THE REQUEST :: Rewrite everything in the entries from the line containing "Please point out the spectator" down to the line containing "Target: silver suv", both included, as a Markdown table with the columns Row and Text. Give each non-blank line its own row, numbered in order.

SUPPLIED DATA ::
○ ○ ○ ○ ○
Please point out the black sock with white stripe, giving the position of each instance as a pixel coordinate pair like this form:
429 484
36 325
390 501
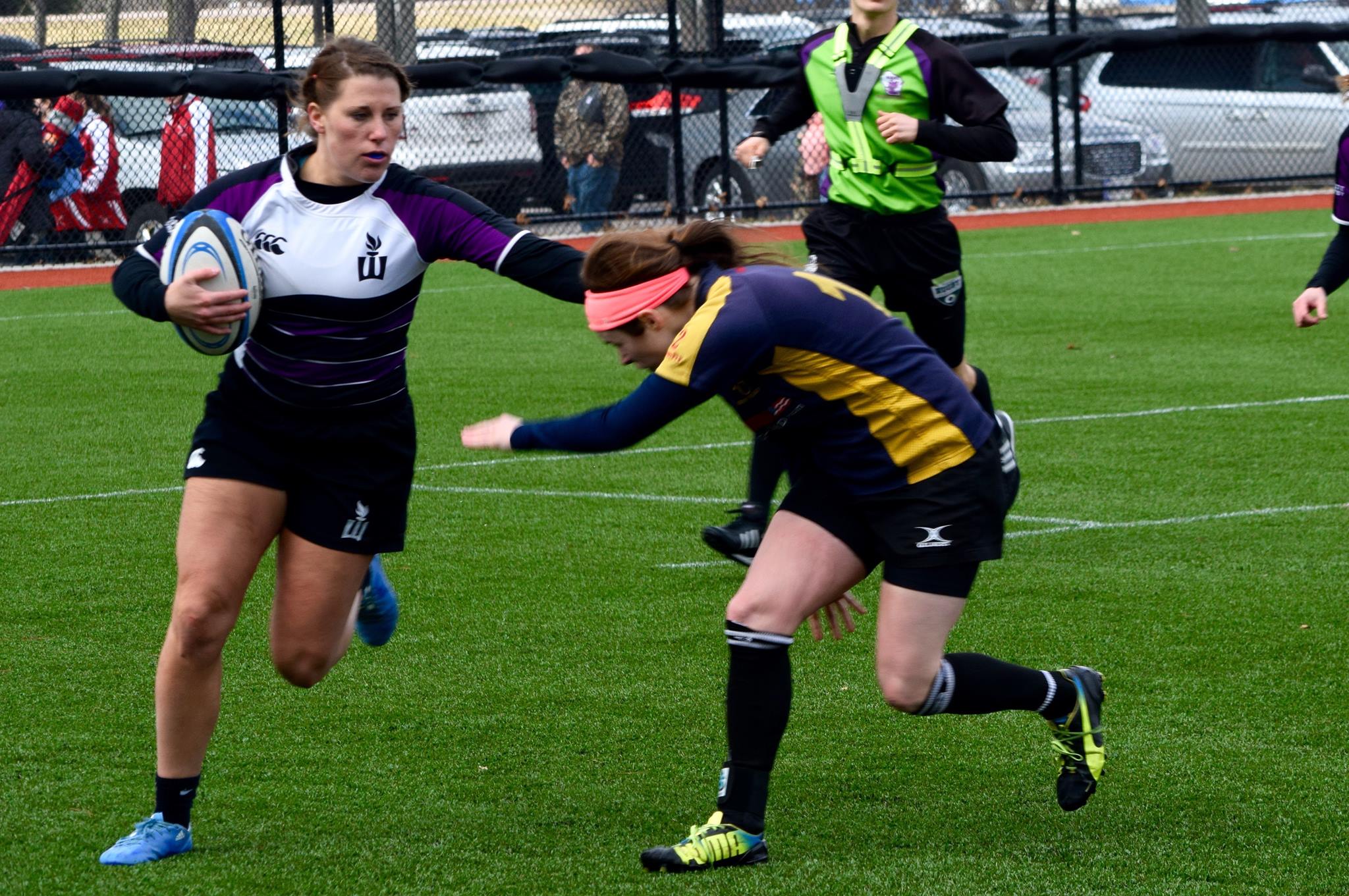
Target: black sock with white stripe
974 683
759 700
○ ○ ○ ○ ○
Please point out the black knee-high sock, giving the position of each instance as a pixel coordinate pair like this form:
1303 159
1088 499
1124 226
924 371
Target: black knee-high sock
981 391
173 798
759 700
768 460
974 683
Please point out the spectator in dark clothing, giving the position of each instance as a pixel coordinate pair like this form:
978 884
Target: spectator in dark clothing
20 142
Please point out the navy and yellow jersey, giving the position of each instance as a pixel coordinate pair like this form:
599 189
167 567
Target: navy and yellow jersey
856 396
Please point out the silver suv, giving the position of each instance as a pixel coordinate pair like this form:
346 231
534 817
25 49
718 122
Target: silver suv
○ ○ ○ ○ ○
TASK ANSWER ::
| Row | Text |
|---|---|
| 1 | Please point out the spectator in dark clothing, giving the position of each instance as a pixel coordinate pair like this form: |
| 2 | 978 884 |
| 3 | Target: spectator in dark clothing |
| 4 | 20 142 |
| 5 | Please point out the navy and yellow jersey, giving the position of each instance as a pixel coordinate pair like this form: |
| 6 | 599 189 |
| 7 | 167 567 |
| 8 | Target: navy and yellow jersey |
| 9 | 856 396 |
| 10 | Please point out the silver suv, giving the position of each instance as a pixel coordinate pair like this form: |
| 11 | 346 231 |
| 12 | 534 817 |
| 13 | 25 49 |
| 14 | 718 122 |
| 15 | Target: silver suv |